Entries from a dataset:
-=-=-=-=-

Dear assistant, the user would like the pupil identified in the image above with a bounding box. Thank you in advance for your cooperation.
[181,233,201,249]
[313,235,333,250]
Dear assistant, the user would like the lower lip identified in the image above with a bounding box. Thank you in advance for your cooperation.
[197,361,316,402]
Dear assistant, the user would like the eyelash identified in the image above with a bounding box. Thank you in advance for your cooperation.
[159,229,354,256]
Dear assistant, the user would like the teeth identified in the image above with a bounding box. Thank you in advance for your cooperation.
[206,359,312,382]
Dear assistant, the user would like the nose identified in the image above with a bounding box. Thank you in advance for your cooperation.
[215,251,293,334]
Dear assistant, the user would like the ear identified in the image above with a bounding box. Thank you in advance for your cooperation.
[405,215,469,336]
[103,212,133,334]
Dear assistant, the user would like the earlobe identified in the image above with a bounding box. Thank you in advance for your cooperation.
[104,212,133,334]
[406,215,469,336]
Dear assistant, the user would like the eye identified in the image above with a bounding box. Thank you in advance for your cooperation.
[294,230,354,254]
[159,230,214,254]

-=-=-=-=-

What you should do: Copy out the material again, swapping each "bounding box" for "rectangular frame" and changing nothing else.

Answer below:
Dear assistant, the user would like the pupil identified in the image above with a rectangular frame. Thank you in advance for your cooperation.
[181,233,201,249]
[313,235,333,250]
Dear assistant, the user would like the lower lip identified in the image above with a rectangular frame. Thank you in advance for your cooperation.
[197,361,316,402]
Dear assistant, the user would like the eyelash identified in the image above with a rectangular frame. Thank you in advance for your cooperation.
[159,229,354,256]
Dear assistant, the user would like the teeth identified in the image above with a rectangular frame. Thank you in advance for your cooperation.
[206,359,312,382]
Dear assistant, the user would like the nose identified in the image above with a rectangular frame. Thank you in advance for your cooperation.
[215,251,293,334]
Dear assistant, the user would like the ear identified in the image above with a rectangular frame. Thank you in advance for your cooperation.
[405,215,469,336]
[103,212,133,334]
Dear assistant, the user would like the earlobe identified in the image above with a rectangular frame. Thank you in advance for your cooperation.
[104,212,133,334]
[406,215,469,336]
Dear assistant, the user would like the eye identified in the image above with a rectangular frame. Thank you in advance for your cooperation.
[294,230,354,254]
[159,230,214,254]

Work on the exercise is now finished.